== SUPPLIED DATA ==

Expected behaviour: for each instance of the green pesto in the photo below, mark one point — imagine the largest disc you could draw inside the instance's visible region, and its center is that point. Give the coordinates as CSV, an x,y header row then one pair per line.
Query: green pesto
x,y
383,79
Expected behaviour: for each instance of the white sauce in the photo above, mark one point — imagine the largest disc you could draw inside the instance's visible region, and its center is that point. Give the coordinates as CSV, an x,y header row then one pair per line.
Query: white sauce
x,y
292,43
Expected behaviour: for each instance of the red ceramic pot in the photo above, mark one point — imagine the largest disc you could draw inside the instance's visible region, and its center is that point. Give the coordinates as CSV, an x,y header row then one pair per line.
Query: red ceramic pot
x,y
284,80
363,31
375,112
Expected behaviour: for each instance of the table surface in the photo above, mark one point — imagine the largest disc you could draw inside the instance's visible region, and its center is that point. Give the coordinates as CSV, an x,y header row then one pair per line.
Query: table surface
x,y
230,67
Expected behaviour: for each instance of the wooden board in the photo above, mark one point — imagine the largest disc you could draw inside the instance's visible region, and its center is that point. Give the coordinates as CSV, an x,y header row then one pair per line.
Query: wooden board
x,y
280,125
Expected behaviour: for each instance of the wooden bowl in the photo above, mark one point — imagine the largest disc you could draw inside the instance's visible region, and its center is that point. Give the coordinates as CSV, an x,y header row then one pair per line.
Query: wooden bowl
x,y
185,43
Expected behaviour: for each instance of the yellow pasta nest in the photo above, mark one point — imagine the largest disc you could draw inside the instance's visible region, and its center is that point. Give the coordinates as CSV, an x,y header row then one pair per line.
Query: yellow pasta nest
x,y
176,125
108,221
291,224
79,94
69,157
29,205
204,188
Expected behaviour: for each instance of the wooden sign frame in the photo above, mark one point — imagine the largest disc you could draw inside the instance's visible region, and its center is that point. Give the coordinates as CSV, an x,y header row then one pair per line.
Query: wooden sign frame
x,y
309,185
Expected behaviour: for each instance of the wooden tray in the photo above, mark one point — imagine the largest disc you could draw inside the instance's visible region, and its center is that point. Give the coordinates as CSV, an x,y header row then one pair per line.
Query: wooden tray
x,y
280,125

== TASK OBJECTIVE ==
Repeat the listing exactly, from its first line to its last.

== EXPECTED ANSWER ==
Expected behaviour: for each instance of the green pesto in the photo below, mark one point — imagine the largest disc you could draw inside the instance's visible region, and its center is that point. Give the coordinates as CSV, an x,y header row then one pair per line.
Query: green pesto
x,y
383,79
Expected behaviour: for each instance of the white sauce in the photo above, mark one point — imagine the largest disc you could draw inside the instance's visible region, and its center is that point. Give the coordinates as CSV, an x,y header row then one pair per line.
Query: white sauce
x,y
292,43
Expected behaviour: for each instance of the red ceramic pot in the photo above, mark one point — imagine the largest disc you could draw inside the instance's visible region, and its center is that point. Give the coordinates as CSV, an x,y header row then one pair per line.
Query: red ceramic pot
x,y
284,80
363,31
375,112
Expected behaviour: for each instance of the table surface in the photo above, mark one point — imagine the largest disc you could draw inside the instance's visible region, and its center is that point. Give the coordinates as CSV, an x,y header row then one pair per line.
Query: table surface
x,y
230,67
Expected behaviour: for each instance of the wooden board in the photo above, mark one point — imagine the largest disc you could draw inside the instance's visible region, and its center is that point. Give the coordinates as CSV, an x,y header row then one pair per line.
Query: wooden board
x,y
280,125
Expected behaviour: for each instance of the wooden bowl in the photo above, mark one point — imagine the largest disc you could draw inside the instance's visible region, and its center is that point. Give the coordinates as CSV, an x,y header row then one pair per line.
Query: wooden bowl
x,y
185,43
Expected behaviour: for each instance of the yellow pasta nest in the photo above, mark one point — imagine the largest disc you could draw inside the instance's visible region, and its center is that point. Give the coordinates as CSV, an x,y header row then one pair per line.
Query: yellow pasta nest
x,y
176,125
108,221
291,224
79,94
69,157
29,205
204,188
Expected behaviour: for each instance of the wooden sign frame in the photo above, mark one point — imagine the largest disc you could draw inside the instance's visible region, and its center is that point. Give the coordinates as CSV, an x,y header row then one pair per line.
Query: wooden sign frame
x,y
309,185
Expected behaviour: for each instance of the wooden tray in the photo above, mark one point — imagine the largest disc you could draw inside the instance's visible region, and its center is that point. Give the coordinates as CSV, an x,y header row then one pair per line.
Query: wooden tray
x,y
280,125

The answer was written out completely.